*** RAW DATA ***

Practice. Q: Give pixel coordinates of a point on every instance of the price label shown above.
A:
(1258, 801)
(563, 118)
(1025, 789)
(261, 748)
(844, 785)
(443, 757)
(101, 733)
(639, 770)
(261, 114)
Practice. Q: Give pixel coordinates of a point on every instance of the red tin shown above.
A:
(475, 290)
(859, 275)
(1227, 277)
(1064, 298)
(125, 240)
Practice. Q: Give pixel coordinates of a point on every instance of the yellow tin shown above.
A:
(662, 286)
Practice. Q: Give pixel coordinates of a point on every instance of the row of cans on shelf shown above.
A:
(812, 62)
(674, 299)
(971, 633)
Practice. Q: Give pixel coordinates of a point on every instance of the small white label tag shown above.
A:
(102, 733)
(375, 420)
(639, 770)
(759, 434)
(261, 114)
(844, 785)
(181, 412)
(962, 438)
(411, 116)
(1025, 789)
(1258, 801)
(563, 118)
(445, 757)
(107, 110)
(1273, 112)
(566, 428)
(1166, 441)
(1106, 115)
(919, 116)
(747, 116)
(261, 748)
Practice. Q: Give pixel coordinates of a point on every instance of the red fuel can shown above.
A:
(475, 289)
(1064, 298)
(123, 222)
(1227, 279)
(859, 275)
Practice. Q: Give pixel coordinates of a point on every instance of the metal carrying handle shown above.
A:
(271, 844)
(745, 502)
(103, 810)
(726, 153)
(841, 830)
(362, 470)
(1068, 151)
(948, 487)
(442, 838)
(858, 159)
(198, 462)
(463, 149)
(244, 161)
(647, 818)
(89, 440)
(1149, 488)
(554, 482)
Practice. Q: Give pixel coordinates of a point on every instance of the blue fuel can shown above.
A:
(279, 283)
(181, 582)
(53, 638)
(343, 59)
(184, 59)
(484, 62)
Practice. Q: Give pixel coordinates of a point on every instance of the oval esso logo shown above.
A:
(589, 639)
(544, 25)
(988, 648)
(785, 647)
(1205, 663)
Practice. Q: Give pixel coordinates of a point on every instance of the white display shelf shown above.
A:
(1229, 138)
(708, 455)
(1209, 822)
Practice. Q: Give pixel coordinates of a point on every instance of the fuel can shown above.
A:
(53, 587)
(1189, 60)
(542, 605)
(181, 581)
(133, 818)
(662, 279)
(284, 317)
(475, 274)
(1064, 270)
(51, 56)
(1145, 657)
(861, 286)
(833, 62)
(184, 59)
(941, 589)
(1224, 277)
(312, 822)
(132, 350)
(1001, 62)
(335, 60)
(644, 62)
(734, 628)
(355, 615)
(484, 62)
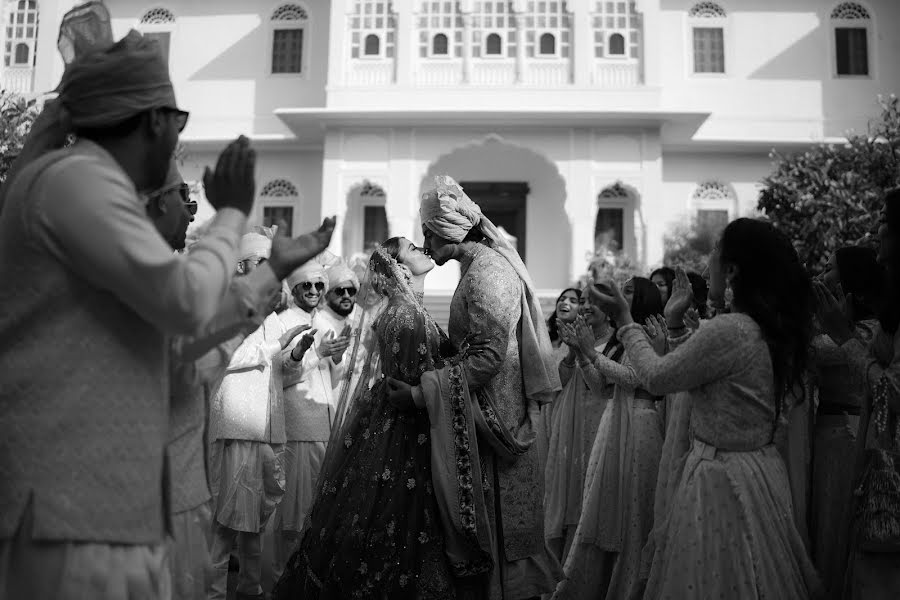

*** End of RAW DATA ***

§ EXERCISE DIRECTIONS: Print all the material above exactly, and drop the images.

§ RESULT OF THE TASK:
Practice. Q: Give pixel coordinates of a point on every instance of the price label shown above.
A:
(1258, 801)
(563, 118)
(1025, 789)
(261, 748)
(844, 785)
(443, 757)
(101, 733)
(639, 770)
(261, 114)
Practice. Q: Give pixel coordinates of a point on every instance of the red tin shown above.
A:
(475, 290)
(859, 275)
(1227, 277)
(1064, 298)
(125, 240)
Practice. Q: Give pixel coordinates of a point on every instance of the yellow tin shown above.
A:
(662, 286)
Practice. Q: Give pixel coordinates of a point on every instance of the row of cans on shelf shown above.
A:
(812, 62)
(674, 299)
(971, 633)
Practice. Q: Give pixel coordinates of a point on every instance of the small white label tag shown above.
A:
(102, 733)
(375, 420)
(639, 770)
(759, 434)
(261, 114)
(844, 785)
(181, 412)
(962, 438)
(411, 116)
(1025, 789)
(1258, 801)
(563, 118)
(445, 757)
(107, 110)
(1273, 112)
(566, 428)
(1166, 441)
(1106, 115)
(919, 116)
(747, 116)
(261, 748)
Practice. Q: Give pixel coordinates of a point on every instance of the red fuel can shown above.
A:
(475, 289)
(1064, 298)
(123, 222)
(1227, 279)
(859, 275)
Practice. Q: Give pixel coordinates of a point on every instance of the metal carrying handle shown above.
A:
(271, 844)
(745, 502)
(103, 810)
(726, 153)
(841, 830)
(362, 470)
(1068, 151)
(948, 487)
(442, 838)
(858, 159)
(198, 462)
(463, 149)
(244, 161)
(647, 818)
(89, 440)
(1149, 488)
(554, 482)
Practice. Q: Give pixel coordinates of a point on every instance of the blue fuel can shown above.
A:
(279, 283)
(181, 582)
(53, 638)
(343, 59)
(184, 59)
(484, 62)
Practice. Q: Give pixel coordinates of a point on every instance of the oval esso logo shown above.
A:
(589, 639)
(544, 25)
(988, 648)
(785, 647)
(1205, 663)
Practice. Q: Give pixel coordinates of a point on every instance of the white display shelf shown above.
A:
(1229, 138)
(708, 455)
(1209, 822)
Practice. Q: Give pixel coordinates of a point on every instance of the fuel can shown above.
A:
(53, 587)
(1189, 60)
(542, 605)
(181, 581)
(133, 818)
(662, 279)
(284, 317)
(475, 274)
(1064, 270)
(51, 56)
(1145, 657)
(861, 286)
(833, 62)
(184, 59)
(941, 589)
(1224, 277)
(312, 822)
(132, 350)
(1001, 62)
(335, 60)
(644, 62)
(734, 628)
(355, 615)
(484, 62)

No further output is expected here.